[BEGIN PROVIDED ENTRIES]
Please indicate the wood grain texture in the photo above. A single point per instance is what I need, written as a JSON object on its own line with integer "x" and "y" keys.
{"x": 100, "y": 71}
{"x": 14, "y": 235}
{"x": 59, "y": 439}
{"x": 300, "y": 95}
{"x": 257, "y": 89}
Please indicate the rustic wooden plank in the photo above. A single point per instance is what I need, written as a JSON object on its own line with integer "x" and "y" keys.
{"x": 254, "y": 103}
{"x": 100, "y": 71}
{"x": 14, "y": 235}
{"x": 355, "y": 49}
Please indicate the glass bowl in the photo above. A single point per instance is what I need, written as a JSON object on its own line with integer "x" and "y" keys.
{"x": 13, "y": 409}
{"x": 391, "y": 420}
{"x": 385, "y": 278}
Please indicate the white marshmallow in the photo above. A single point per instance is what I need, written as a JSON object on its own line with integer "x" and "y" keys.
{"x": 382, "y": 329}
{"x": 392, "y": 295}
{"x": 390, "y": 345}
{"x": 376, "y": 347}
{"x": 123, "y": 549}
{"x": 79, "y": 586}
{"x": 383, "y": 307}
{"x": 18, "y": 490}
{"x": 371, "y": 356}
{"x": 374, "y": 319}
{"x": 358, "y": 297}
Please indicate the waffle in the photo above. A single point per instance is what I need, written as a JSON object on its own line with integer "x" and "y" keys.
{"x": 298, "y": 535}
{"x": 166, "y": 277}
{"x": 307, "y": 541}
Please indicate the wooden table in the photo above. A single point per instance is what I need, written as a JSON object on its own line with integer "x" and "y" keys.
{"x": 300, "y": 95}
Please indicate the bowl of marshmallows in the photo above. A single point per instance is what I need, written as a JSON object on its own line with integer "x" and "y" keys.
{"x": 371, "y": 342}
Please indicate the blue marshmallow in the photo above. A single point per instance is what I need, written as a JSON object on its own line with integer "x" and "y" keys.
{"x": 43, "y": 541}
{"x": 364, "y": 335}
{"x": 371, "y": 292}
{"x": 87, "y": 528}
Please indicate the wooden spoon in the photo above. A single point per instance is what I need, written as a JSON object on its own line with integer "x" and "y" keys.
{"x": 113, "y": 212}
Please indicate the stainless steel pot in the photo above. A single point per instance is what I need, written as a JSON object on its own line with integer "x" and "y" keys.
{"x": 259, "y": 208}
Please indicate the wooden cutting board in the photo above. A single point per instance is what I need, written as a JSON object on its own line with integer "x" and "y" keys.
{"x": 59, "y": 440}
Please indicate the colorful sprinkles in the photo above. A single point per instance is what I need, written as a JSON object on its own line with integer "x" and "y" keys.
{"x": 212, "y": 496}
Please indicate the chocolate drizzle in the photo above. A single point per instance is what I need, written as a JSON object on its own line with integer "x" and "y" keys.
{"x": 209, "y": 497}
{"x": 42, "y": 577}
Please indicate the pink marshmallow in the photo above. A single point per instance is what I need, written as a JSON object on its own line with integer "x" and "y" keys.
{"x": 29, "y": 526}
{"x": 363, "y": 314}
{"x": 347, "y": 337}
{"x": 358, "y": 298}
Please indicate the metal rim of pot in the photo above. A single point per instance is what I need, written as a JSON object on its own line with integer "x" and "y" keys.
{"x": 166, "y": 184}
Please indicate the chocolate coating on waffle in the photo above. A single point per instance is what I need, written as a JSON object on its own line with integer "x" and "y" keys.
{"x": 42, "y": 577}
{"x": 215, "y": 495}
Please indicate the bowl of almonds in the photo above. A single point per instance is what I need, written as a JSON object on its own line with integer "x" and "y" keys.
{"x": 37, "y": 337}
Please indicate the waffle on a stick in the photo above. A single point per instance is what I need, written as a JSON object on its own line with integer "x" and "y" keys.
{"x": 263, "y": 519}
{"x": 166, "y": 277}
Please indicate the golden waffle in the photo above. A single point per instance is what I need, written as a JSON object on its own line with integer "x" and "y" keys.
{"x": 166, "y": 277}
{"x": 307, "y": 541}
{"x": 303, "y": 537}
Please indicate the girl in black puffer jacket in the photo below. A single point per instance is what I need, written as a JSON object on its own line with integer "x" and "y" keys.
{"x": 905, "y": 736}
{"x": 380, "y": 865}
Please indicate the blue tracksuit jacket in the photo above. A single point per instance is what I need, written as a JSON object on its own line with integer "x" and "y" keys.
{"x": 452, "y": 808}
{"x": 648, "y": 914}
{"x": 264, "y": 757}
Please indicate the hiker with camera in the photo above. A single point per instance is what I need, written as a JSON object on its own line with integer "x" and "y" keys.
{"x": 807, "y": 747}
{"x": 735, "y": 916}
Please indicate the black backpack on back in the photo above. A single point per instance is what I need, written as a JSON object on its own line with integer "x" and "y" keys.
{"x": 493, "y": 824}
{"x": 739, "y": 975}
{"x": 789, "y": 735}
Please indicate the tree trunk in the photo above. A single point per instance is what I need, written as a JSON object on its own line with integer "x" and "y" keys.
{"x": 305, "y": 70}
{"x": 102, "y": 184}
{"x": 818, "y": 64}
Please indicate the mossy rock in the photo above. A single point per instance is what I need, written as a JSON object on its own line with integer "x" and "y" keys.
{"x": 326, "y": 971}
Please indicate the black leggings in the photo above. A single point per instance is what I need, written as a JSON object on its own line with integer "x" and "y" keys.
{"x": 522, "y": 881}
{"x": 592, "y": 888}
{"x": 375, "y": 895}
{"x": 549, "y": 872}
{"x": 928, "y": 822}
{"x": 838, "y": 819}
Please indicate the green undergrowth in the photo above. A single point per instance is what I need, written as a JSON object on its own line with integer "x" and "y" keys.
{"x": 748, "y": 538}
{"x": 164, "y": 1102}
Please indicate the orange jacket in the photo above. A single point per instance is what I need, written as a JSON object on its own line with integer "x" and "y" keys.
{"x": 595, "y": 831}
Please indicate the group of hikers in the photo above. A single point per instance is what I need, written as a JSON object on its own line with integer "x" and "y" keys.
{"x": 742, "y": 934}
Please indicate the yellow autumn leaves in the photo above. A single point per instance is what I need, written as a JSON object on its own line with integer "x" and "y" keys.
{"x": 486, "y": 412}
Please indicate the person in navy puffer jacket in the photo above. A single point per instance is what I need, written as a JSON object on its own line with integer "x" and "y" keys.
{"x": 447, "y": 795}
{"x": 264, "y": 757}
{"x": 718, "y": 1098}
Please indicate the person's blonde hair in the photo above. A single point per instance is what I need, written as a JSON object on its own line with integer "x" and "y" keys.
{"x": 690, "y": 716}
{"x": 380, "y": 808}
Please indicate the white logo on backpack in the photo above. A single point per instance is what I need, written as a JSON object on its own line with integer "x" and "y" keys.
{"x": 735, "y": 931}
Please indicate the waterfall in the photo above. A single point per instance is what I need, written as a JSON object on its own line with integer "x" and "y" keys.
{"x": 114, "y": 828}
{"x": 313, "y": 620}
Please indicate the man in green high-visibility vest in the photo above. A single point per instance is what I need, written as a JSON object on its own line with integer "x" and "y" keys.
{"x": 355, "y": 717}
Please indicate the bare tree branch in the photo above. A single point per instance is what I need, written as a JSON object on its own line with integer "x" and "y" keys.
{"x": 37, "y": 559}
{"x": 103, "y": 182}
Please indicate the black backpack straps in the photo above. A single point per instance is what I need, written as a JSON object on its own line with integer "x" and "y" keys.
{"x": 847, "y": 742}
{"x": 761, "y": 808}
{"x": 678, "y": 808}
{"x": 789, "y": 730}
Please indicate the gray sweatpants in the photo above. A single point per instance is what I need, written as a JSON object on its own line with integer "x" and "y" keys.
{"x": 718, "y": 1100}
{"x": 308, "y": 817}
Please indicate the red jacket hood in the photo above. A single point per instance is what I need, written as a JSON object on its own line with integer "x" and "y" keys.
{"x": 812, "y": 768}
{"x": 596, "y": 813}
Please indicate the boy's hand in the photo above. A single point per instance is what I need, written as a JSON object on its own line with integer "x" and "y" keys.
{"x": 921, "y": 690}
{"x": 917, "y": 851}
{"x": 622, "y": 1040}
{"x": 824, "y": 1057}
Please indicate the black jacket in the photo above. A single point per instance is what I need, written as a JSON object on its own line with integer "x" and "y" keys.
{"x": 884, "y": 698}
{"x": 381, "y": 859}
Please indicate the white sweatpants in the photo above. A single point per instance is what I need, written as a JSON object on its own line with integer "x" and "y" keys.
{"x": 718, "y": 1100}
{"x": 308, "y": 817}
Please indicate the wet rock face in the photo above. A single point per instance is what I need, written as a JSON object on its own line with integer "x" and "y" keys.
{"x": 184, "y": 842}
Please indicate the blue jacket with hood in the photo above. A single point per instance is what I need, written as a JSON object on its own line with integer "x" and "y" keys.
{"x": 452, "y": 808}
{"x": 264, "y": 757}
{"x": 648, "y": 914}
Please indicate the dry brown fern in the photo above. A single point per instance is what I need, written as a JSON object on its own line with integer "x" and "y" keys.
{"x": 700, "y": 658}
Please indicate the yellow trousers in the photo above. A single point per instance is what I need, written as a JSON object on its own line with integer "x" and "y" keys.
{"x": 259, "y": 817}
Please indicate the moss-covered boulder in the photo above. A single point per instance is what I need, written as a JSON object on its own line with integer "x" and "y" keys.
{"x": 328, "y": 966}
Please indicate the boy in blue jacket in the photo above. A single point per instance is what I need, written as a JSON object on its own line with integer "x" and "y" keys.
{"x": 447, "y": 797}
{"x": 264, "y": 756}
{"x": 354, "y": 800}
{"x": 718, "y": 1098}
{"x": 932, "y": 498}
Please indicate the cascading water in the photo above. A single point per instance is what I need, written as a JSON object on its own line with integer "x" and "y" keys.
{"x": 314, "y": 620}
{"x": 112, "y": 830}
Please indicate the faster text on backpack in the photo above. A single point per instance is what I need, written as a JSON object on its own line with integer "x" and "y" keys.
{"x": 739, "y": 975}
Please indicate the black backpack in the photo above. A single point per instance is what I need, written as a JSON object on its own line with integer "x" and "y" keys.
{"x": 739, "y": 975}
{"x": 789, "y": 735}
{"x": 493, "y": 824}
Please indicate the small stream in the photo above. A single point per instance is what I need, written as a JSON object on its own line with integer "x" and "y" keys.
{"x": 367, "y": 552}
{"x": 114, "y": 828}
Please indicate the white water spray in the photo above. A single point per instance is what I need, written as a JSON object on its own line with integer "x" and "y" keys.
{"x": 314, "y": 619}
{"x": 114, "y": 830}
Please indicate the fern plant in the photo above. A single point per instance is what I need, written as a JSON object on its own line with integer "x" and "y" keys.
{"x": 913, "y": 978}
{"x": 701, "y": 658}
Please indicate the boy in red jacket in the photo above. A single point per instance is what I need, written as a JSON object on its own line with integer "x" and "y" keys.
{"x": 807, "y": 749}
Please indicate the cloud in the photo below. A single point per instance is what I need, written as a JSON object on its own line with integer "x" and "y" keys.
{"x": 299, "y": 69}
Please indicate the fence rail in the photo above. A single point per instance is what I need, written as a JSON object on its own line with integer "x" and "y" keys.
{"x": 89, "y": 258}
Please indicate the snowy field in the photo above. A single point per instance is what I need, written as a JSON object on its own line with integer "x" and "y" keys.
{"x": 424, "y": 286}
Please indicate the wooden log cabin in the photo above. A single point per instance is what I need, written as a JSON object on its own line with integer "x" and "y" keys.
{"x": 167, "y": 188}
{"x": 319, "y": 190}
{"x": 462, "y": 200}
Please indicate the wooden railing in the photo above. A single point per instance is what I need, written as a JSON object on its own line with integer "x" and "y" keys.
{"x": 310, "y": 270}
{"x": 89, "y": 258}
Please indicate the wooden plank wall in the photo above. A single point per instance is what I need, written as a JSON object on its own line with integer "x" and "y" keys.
[END PROVIDED ENTRIES]
Give back, exactly as written, the lines from the one with "Please indicate the wooden log" to the last line.

Please indicate the wooden log cabin in the photo above. A single point per instance is what I need, written as a JSON object on its own line with integer "x" and "y" keys.
{"x": 167, "y": 188}
{"x": 319, "y": 190}
{"x": 462, "y": 200}
Please indicate the wooden railing in the photo above. A single point per instance is what I need, written as a JSON object on its own line with integer "x" and "y" keys.
{"x": 310, "y": 270}
{"x": 89, "y": 258}
Please indicate the wooden plank wall in the photo above. A single point per instance is what I need, written as a JSON object on its own line with integer "x" and "y" keys.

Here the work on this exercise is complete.